PASSAGE TO READ.

════════════════

“Over the past year we have been developing our delivery of functional skills for apprentices through technology and have built an in-house VLE (currently populated with ICT and maths resources) and an online delivery programme for maths and English. Our experiences so far show that this has enriched the learning experience – we are better able to provide differentiation, tutors can direct students to appropriate resources and give more one-to-one time to others.”
Claire Foxley, chief executive, The Royal Artillery Centre for Personal Development
A concept of digital entitlement
With exposure to technology in almost every aspect of our daily lives, learners expect their programmes of learning to routinely include digital experiences that reflect workplace practices. Some of the digital advantages of doing so are outlined in our section on developing your digital vision.
Our research has shown several key challenges that underpin the ability of staff to use digital technologies effectively within the curriculum, many of which have been referenced elsewhere in this guide:
- The environment must be capable of supporting a digitally enhanced curriculum
- Staff need the skills and confidence to make the most of the technologies available
- Learners have much to contribute if they are appropriately engaged and empowered
- Bringing all of these aspects together requires a holistic approach to developing your digital vision and strategy
Three elements that significantly contribute to successfully embedding the use of technology to enhance learning are:
We provide extensive guidance on each of these topics based on research and can offer practical examples of how others have used technology to address specific challenges.
The range of available technologies presents almost limitless opportunities to embed technology within the curriculum. The purpose and pedagogical intent must be clear, the application relevant and authentic.
The case studies below and elsewhere in this guide show how providers are using technology to extend learning, engage and motivate learners, create collaborative learning experiences for learners working from different locations, provide opportunities for learners to practice and develop their skills, record achievements, fit learning around their work and other commitments and receive responsive support.
Some of the cases studies include examples of providers who are creating their own digital resources for learners. This can address gaps in content for specialist curricula and also offers a powerful, project-based approach to develop staff digital capabilities and engage staff in embedding digital activities within their practice.

════════════════

WHAT IS REQUIRED. Summarize the text on digital entitlement in two sentences.

════════════════

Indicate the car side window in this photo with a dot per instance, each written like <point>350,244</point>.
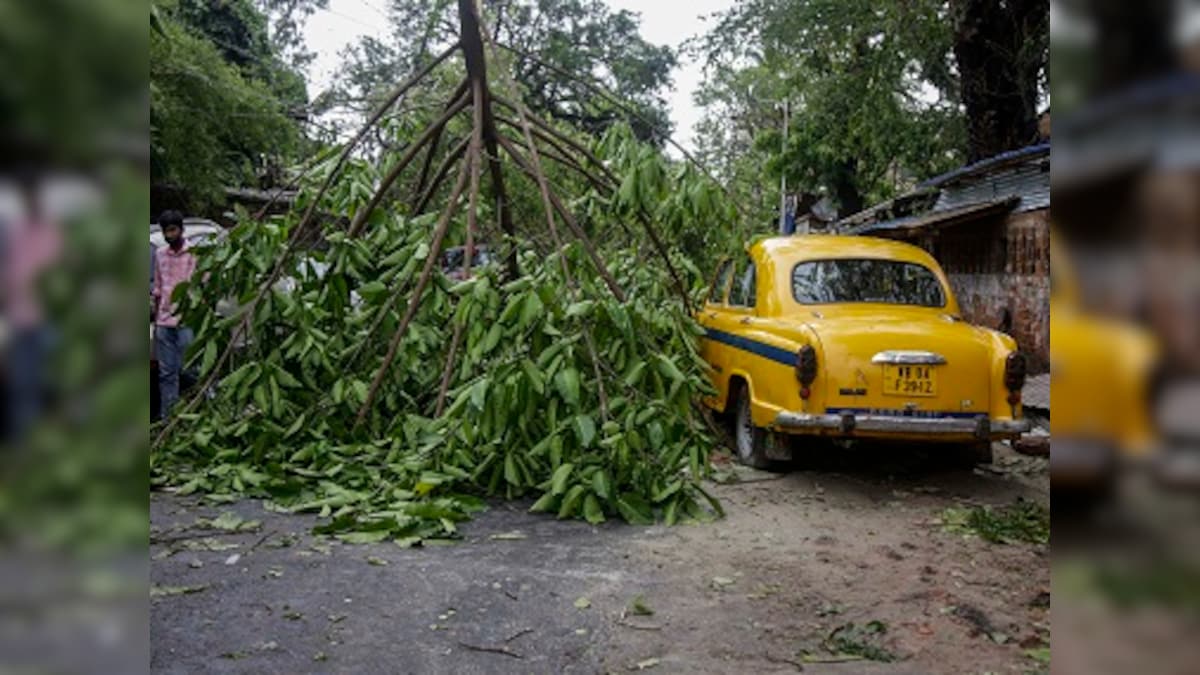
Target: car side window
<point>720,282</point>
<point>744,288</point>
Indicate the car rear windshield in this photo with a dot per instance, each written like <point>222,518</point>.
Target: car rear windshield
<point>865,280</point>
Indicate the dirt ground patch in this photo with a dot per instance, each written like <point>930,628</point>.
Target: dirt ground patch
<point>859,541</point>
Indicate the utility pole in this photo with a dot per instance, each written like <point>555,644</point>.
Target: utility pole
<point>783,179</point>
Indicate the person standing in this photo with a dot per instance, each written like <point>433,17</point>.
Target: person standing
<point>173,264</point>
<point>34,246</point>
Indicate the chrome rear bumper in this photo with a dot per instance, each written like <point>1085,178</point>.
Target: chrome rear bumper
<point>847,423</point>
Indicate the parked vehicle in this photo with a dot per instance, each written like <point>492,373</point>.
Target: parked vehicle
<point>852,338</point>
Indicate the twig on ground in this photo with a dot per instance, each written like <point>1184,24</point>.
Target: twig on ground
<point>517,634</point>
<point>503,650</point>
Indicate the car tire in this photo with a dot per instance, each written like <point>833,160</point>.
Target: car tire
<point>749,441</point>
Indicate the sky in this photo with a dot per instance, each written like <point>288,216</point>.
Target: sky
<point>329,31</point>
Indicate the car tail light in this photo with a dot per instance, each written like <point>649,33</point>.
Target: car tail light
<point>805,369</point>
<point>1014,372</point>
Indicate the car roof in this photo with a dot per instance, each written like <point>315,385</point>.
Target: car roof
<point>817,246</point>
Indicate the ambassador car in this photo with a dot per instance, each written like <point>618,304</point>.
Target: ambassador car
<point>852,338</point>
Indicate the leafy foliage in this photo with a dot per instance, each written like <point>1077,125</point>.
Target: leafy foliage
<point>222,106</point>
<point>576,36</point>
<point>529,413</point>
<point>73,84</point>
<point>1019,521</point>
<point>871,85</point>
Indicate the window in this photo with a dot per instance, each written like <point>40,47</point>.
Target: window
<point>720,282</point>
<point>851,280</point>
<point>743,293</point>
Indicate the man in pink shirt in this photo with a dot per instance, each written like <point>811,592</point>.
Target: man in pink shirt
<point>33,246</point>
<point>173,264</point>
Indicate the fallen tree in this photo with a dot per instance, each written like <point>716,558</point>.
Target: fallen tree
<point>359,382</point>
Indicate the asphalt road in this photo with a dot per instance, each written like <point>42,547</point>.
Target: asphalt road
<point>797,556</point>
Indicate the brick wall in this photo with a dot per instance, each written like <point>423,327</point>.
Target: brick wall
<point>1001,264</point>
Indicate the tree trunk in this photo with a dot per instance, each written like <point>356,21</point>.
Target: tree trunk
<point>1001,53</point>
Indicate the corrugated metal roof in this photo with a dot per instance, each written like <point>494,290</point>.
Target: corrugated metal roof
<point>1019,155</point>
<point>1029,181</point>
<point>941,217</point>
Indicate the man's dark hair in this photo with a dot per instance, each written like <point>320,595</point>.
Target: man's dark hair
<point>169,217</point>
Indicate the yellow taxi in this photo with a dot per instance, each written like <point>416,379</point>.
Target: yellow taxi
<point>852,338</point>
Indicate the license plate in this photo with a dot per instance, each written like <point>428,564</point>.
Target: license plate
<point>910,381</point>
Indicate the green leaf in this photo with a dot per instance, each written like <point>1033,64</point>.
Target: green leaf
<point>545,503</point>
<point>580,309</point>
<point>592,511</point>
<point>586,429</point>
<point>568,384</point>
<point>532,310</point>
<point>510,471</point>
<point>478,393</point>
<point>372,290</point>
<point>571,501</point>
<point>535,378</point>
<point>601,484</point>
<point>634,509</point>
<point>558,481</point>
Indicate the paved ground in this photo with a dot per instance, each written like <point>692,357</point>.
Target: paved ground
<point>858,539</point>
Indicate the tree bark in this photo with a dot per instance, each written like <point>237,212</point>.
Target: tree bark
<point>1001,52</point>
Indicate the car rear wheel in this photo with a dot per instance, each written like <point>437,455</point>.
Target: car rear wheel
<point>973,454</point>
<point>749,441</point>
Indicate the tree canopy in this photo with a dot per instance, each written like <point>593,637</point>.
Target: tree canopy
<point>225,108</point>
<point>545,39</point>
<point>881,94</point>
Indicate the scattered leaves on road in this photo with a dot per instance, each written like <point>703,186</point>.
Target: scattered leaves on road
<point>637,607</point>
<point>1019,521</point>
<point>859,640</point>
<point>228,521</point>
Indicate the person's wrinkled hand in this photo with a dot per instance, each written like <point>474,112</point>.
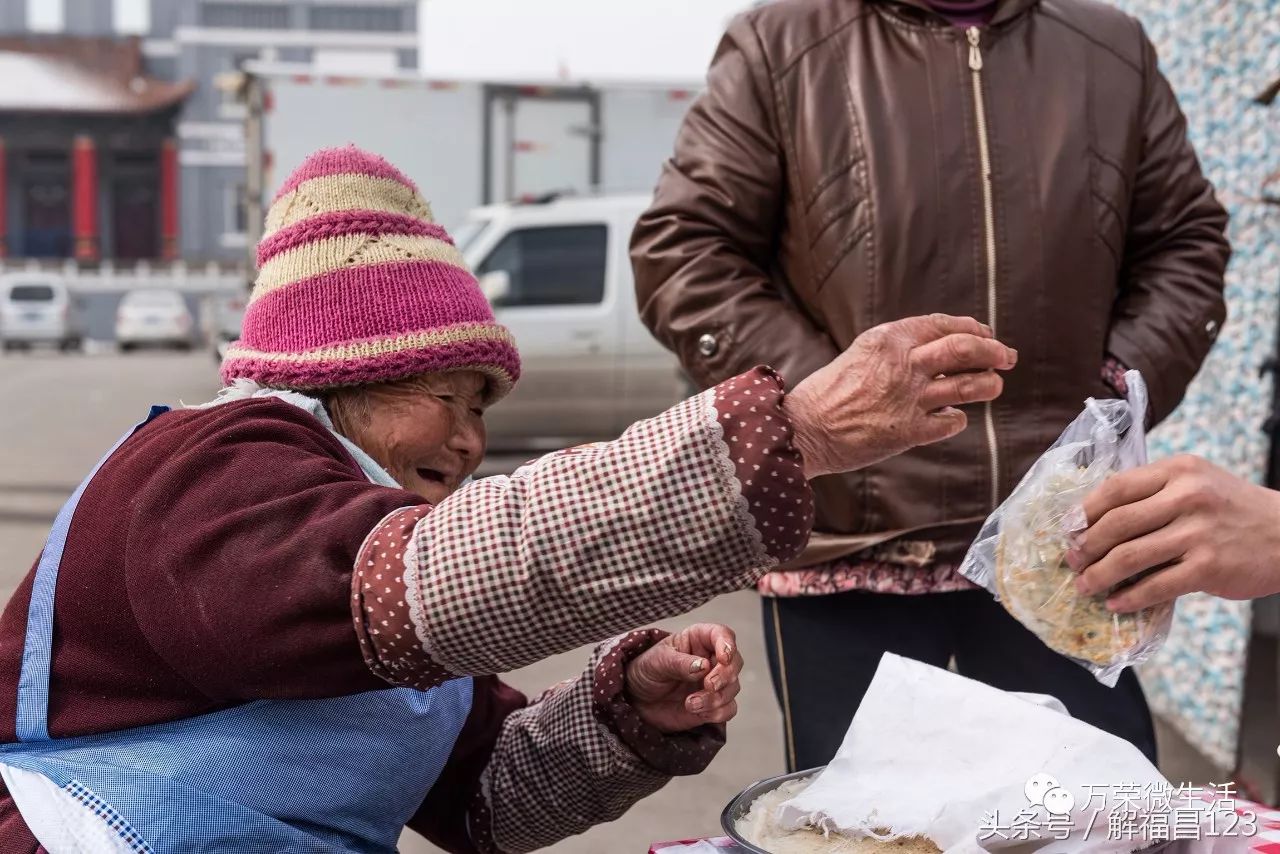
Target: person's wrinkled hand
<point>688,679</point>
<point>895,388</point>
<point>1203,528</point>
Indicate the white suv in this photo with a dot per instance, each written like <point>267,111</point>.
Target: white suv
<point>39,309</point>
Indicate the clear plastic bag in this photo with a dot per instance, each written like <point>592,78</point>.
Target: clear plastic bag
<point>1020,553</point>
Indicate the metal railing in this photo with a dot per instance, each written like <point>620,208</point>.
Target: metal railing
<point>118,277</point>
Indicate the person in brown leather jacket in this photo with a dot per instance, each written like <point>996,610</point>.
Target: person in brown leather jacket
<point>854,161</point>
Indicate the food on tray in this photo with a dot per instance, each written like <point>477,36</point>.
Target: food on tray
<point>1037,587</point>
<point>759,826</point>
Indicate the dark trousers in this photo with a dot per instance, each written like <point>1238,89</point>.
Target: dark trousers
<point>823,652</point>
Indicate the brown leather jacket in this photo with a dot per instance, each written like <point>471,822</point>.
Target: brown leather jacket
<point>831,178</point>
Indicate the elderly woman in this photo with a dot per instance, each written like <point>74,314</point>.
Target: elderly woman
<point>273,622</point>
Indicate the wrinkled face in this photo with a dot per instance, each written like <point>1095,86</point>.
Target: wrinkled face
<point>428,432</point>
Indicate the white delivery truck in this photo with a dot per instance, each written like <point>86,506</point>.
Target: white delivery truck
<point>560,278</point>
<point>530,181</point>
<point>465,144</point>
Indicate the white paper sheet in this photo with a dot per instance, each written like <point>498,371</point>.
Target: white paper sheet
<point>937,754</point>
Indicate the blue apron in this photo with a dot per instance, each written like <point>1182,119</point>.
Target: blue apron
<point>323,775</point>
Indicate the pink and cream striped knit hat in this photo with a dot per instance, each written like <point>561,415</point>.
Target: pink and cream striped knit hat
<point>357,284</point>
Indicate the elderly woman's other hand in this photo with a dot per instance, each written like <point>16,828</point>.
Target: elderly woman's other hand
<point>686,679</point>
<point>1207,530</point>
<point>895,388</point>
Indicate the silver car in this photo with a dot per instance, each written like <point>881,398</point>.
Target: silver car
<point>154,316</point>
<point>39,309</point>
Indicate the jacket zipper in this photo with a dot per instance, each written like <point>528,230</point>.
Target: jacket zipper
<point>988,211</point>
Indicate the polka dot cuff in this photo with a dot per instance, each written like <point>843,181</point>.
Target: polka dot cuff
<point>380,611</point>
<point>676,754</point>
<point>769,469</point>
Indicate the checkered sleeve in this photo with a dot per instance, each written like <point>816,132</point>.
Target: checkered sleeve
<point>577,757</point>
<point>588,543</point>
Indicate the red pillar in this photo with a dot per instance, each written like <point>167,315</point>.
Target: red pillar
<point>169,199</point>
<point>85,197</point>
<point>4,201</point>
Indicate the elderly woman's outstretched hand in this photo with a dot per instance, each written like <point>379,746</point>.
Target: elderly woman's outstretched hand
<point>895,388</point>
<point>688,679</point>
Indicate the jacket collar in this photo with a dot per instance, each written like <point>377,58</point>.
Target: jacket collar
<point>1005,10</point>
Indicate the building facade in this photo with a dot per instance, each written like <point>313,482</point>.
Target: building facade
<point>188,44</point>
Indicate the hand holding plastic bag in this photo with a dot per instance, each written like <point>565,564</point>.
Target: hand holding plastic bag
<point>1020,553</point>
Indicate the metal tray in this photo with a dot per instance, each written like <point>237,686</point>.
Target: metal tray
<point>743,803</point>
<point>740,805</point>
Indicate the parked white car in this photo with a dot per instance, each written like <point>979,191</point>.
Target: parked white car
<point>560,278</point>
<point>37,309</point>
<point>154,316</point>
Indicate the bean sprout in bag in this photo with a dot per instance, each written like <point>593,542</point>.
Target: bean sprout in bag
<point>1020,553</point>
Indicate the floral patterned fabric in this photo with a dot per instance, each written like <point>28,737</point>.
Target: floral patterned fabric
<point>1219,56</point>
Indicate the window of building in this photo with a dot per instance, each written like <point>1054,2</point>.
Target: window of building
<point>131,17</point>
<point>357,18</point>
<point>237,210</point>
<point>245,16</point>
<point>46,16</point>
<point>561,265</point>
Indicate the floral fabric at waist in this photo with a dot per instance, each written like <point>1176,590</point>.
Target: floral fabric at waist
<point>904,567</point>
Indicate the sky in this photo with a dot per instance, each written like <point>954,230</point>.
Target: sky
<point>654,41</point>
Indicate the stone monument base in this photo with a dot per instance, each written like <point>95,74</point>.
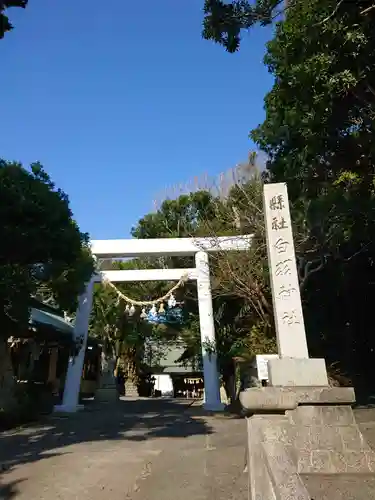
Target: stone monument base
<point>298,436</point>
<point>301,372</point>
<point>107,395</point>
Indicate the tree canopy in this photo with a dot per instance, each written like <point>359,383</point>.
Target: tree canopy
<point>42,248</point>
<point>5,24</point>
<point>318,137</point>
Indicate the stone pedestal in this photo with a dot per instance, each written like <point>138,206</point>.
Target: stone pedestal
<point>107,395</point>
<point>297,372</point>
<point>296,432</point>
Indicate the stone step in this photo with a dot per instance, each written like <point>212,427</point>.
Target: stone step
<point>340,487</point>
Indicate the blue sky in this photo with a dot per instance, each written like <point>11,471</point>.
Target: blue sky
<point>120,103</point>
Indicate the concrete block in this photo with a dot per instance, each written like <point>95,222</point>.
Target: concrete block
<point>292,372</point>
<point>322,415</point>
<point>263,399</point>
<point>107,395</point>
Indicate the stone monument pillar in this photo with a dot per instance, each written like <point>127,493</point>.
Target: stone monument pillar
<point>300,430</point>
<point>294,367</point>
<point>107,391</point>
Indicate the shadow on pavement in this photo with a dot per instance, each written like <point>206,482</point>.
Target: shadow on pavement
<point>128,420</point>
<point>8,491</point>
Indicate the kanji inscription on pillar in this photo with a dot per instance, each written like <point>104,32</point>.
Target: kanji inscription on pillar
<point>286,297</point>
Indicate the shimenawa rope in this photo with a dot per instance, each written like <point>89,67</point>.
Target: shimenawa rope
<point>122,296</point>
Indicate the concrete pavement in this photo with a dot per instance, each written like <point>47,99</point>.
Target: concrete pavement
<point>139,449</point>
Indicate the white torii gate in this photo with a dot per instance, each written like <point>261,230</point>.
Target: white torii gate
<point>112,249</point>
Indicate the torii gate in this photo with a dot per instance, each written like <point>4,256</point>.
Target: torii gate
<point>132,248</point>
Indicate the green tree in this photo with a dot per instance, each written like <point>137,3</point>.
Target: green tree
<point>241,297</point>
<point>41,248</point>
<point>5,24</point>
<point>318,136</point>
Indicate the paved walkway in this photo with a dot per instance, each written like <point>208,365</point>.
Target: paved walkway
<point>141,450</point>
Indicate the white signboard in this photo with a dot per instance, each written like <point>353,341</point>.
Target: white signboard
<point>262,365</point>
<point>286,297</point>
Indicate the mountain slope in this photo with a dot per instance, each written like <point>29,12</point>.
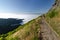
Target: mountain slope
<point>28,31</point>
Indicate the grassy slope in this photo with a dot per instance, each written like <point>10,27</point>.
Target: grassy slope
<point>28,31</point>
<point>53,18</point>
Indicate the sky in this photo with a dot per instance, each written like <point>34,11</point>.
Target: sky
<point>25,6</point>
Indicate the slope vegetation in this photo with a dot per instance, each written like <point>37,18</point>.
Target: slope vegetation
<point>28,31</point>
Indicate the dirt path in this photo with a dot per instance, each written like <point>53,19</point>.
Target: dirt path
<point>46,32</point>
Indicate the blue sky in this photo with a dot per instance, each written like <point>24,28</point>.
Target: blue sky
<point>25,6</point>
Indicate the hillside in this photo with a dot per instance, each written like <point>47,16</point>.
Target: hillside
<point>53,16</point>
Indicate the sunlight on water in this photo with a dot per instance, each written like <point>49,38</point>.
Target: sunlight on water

════════════════

ANSWER TO THE PROBLEM. Learners expect their programs to routinely include digital experiences that reflect workplace practices, and research points to several challenges for staff: an environment able to support a digitally enhanced curriculum, staff skills and confidence, appropriately engaged and empowered learners, and a holistic approach to digital vision and strategy. Embedding technology requires a clear purpose and pedagogical intent, and case studies show providers using it to extend learning, motivate learners, enable collaboration across locations and fit learning around work, with some creating their own digital resources to fill gaps in specialist content and build staff digital capabilities.